=== DATASET EXCERPTS ===

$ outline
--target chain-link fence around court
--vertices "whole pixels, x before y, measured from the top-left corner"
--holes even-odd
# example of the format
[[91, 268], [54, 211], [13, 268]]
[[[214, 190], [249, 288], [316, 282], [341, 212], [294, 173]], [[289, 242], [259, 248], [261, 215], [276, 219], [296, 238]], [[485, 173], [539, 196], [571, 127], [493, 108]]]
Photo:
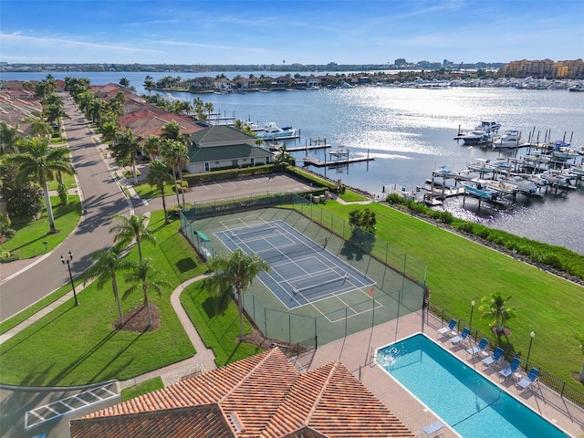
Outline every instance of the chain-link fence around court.
[[276, 220], [325, 243], [327, 251], [376, 284], [288, 309], [261, 281], [255, 281], [244, 294], [244, 308], [266, 338], [317, 347], [422, 308], [425, 264], [296, 194], [195, 205], [181, 214], [181, 229], [208, 258], [227, 251], [215, 232]]

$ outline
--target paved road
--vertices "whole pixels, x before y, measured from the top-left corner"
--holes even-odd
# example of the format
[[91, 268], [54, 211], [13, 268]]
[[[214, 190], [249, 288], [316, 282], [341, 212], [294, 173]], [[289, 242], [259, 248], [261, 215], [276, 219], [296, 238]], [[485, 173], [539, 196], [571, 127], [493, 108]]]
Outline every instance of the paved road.
[[[87, 269], [91, 264], [91, 254], [111, 245], [111, 216], [130, 211], [127, 198], [96, 148], [83, 115], [68, 97], [61, 97], [64, 98], [64, 110], [70, 117], [65, 119], [64, 125], [87, 213], [74, 233], [56, 251], [30, 266], [26, 275], [2, 283], [0, 321], [69, 281], [67, 266], [60, 261], [61, 255], [72, 252], [74, 276]], [[57, 226], [58, 228], [58, 222]], [[82, 298], [79, 301], [83, 305]]]
[[[64, 110], [70, 117], [64, 120], [64, 126], [86, 212], [74, 233], [57, 250], [29, 266], [26, 275], [21, 273], [2, 282], [0, 321], [16, 315], [69, 281], [67, 266], [60, 261], [61, 255], [72, 252], [71, 271], [74, 276], [86, 270], [91, 264], [91, 254], [111, 245], [110, 228], [114, 214], [132, 212], [139, 214], [162, 208], [161, 198], [148, 203], [140, 198], [131, 201], [126, 198], [111, 174], [111, 159], [106, 161], [93, 141], [93, 138], [99, 136], [89, 131], [87, 120], [72, 100], [65, 94], [61, 97], [65, 102]], [[147, 172], [146, 165], [141, 166], [141, 178], [145, 177]], [[270, 174], [196, 184], [185, 193], [185, 200], [201, 203], [266, 193], [297, 193], [309, 188], [306, 182], [291, 176]], [[176, 196], [167, 196], [166, 203], [167, 207], [175, 205]], [[79, 302], [83, 304], [82, 298]]]

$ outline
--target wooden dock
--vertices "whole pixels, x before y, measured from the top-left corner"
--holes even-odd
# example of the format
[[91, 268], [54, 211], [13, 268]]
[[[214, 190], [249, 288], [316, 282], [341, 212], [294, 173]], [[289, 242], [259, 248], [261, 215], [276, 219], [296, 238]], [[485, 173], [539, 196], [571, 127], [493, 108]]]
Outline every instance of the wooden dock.
[[304, 157], [302, 161], [305, 166], [315, 167], [336, 167], [345, 164], [351, 164], [353, 162], [371, 162], [375, 160], [373, 157], [355, 157], [355, 158], [343, 158], [339, 160], [332, 160], [330, 162], [323, 162], [314, 157]]

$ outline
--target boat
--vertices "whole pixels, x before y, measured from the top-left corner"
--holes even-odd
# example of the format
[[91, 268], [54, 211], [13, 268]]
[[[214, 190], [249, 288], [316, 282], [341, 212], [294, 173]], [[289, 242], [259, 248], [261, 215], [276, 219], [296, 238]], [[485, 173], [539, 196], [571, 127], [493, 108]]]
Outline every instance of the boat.
[[561, 171], [548, 170], [541, 173], [541, 177], [549, 184], [556, 184], [560, 187], [568, 187], [572, 185], [572, 180], [575, 175]]
[[494, 149], [518, 148], [520, 140], [521, 132], [517, 130], [507, 130], [501, 138], [495, 140], [491, 144]]
[[491, 165], [491, 161], [485, 158], [477, 158], [476, 162], [469, 164], [468, 169], [477, 173], [493, 173], [495, 167]]
[[575, 174], [576, 176], [584, 176], [584, 164], [579, 164], [577, 166], [570, 167], [569, 172]]
[[479, 125], [474, 128], [476, 130], [482, 130], [484, 132], [496, 133], [501, 129], [501, 123], [496, 121], [482, 120]]
[[495, 201], [499, 196], [499, 191], [490, 189], [485, 180], [473, 179], [463, 182], [464, 192], [486, 201]]
[[537, 191], [537, 184], [535, 182], [529, 181], [520, 175], [502, 177], [499, 178], [499, 181], [506, 184], [515, 185], [517, 190], [523, 193], [535, 194]]
[[264, 125], [262, 130], [256, 131], [260, 140], [285, 140], [297, 139], [300, 135], [291, 126], [285, 128], [278, 127], [274, 121], [268, 121]]
[[458, 139], [462, 140], [464, 144], [475, 145], [486, 143], [492, 136], [485, 130], [472, 130], [464, 135], [461, 135]]
[[443, 177], [443, 178], [457, 178], [460, 176], [460, 173], [454, 171], [451, 171], [448, 169], [448, 166], [442, 166], [440, 169], [435, 169], [432, 171], [433, 177]]

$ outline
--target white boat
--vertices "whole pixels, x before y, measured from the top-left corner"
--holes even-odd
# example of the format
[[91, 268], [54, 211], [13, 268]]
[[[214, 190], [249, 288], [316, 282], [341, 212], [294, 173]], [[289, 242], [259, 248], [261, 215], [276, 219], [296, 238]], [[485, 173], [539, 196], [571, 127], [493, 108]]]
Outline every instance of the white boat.
[[545, 179], [550, 184], [557, 184], [560, 187], [568, 187], [572, 185], [572, 180], [576, 178], [575, 175], [566, 173], [561, 171], [546, 171], [541, 173], [541, 177]]
[[456, 178], [460, 175], [459, 172], [451, 171], [448, 166], [442, 166], [440, 169], [432, 171], [432, 176], [443, 177], [443, 178]]
[[464, 144], [483, 144], [491, 139], [491, 135], [484, 130], [472, 130], [458, 138], [464, 141]]
[[519, 175], [502, 177], [499, 181], [506, 184], [515, 185], [519, 192], [524, 193], [534, 194], [537, 191], [537, 184], [535, 182]]
[[579, 152], [578, 151], [567, 146], [560, 147], [559, 149], [552, 151], [551, 154], [554, 158], [559, 158], [562, 160], [571, 160], [579, 156]]
[[482, 130], [484, 132], [498, 132], [499, 129], [501, 129], [501, 123], [497, 123], [496, 121], [488, 121], [482, 120], [480, 125], [477, 125], [474, 130]]
[[491, 161], [485, 158], [477, 158], [475, 162], [468, 165], [468, 168], [472, 172], [481, 174], [493, 173], [495, 172], [495, 167], [491, 165]]
[[487, 201], [495, 201], [499, 196], [499, 192], [490, 189], [485, 180], [465, 181], [463, 182], [463, 186], [467, 193]]
[[256, 131], [257, 138], [261, 140], [285, 140], [297, 139], [300, 135], [291, 126], [278, 127], [275, 122], [268, 121], [262, 130]]
[[584, 176], [584, 164], [572, 166], [569, 168], [569, 172], [570, 173], [574, 173], [576, 176]]
[[501, 138], [493, 141], [492, 146], [495, 149], [518, 148], [521, 140], [521, 132], [517, 130], [507, 130]]

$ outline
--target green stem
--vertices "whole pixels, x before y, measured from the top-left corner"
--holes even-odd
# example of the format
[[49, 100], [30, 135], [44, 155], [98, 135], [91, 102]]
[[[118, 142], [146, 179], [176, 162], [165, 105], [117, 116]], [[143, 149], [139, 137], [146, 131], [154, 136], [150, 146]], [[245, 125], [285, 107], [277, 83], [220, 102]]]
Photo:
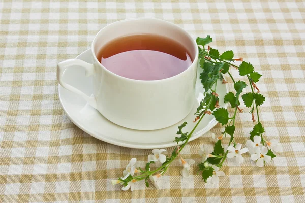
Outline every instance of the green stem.
[[[233, 116], [233, 125], [234, 125], [234, 123], [235, 123], [235, 116], [236, 115], [236, 112], [237, 111], [237, 107], [235, 107], [235, 111], [234, 112], [234, 115]], [[233, 139], [234, 139], [234, 136], [232, 135], [231, 136], [231, 138], [230, 138], [230, 141], [229, 141], [229, 144], [228, 145], [228, 146], [230, 146], [230, 145], [231, 145], [231, 143], [232, 143], [232, 142], [233, 141]], [[234, 142], [235, 143], [235, 142]], [[225, 162], [225, 160], [226, 160], [226, 158], [227, 158], [227, 154], [228, 154], [228, 152], [229, 152], [229, 150], [227, 150], [227, 151], [226, 151], [226, 153], [225, 153], [225, 154], [224, 155], [224, 158], [223, 158], [223, 160], [221, 161], [221, 162], [218, 164], [217, 165], [217, 166], [219, 167], [219, 168], [221, 168], [221, 166], [222, 166], [222, 164], [224, 163], [224, 162]]]
[[[251, 82], [251, 79], [250, 79], [250, 77], [249, 77], [249, 76], [247, 74], [247, 77], [248, 79], [248, 80], [249, 81], [249, 83], [250, 84], [250, 87], [251, 87], [251, 91], [252, 91], [252, 94], [253, 95], [254, 95], [254, 90], [253, 89], [253, 87], [252, 87], [252, 83]], [[258, 122], [259, 123], [260, 122], [259, 121], [259, 115], [258, 113], [258, 107], [257, 106], [257, 104], [256, 104], [256, 102], [255, 101], [255, 99], [253, 99], [253, 104], [254, 105], [255, 105], [255, 108], [256, 109], [256, 114], [257, 115], [257, 122]], [[262, 140], [262, 144], [263, 145], [265, 145], [265, 142], [264, 142], [264, 138], [263, 138], [263, 134], [261, 133], [260, 133], [260, 137], [261, 138], [261, 140]]]

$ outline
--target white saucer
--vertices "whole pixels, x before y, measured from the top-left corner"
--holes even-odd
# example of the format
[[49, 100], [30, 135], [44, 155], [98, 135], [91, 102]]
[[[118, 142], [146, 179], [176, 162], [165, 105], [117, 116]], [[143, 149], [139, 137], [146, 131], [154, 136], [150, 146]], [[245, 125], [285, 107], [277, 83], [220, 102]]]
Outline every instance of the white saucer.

===

Express the items as a JSON list of strings, one string per line, from the very first line up to and including the line that contains "251], [215, 232]]". Leave out blank lines and the pictures.

[
  "$ outline",
  "--target chain-link fence around court",
  "--vertices \"whole pixels, x before y, measured from the top-left corner\"",
  "--holes even-odd",
  "# example of the format",
  "[[91, 268], [54, 211], [13, 268]]",
  "[[[214, 190], [249, 288], [316, 282], [341, 212], [294, 173]], [[289, 242], [259, 248], [261, 215], [276, 219], [296, 238]], [[485, 173], [539, 196], [571, 127], [493, 108]]]",
  "Photo:",
  "Outline every instance of the chain-link fence around court.",
  "[[276, 220], [325, 243], [327, 251], [376, 284], [288, 309], [261, 281], [255, 281], [244, 294], [244, 308], [266, 338], [317, 347], [422, 308], [425, 264], [296, 194], [195, 205], [181, 214], [181, 229], [208, 258], [227, 251], [215, 232]]"
]